[Data shown]
+---+

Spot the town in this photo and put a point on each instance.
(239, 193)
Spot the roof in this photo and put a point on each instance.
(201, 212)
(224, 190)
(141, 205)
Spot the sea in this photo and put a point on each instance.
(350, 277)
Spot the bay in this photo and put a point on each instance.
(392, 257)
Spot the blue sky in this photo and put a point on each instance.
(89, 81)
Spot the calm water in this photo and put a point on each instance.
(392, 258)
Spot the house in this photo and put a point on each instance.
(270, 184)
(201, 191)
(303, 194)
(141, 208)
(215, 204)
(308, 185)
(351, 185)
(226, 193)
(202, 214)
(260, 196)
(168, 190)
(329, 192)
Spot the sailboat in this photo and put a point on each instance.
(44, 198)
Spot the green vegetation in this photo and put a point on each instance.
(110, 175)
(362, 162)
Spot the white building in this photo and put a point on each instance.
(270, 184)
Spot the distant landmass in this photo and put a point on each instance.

+---+

[Exercise instructions] Copy exactly, and only, the lines from the line containing "Spot the green" to the end of the listing, with both ends included.

[Task answer]
Spot the green vegetation in this photo and put a point on each instance.
(110, 175)
(362, 162)
Spot the white building in this photo and put a point on each instance.
(270, 184)
Spot the distant landmass in this photo and put a point on each instance.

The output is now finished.